**Problem:**
An exact copy of every entry is what's needed, so please transcribe them all.

**Supplied material:**
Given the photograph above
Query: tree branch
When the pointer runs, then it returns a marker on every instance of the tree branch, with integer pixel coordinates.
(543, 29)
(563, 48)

**Solution for this exercise:**
Given the photograph above
Query: tree branch
When the pointer runs, then it returns a marker on every instance of the tree branch, with integer pixel coordinates.
(543, 29)
(563, 48)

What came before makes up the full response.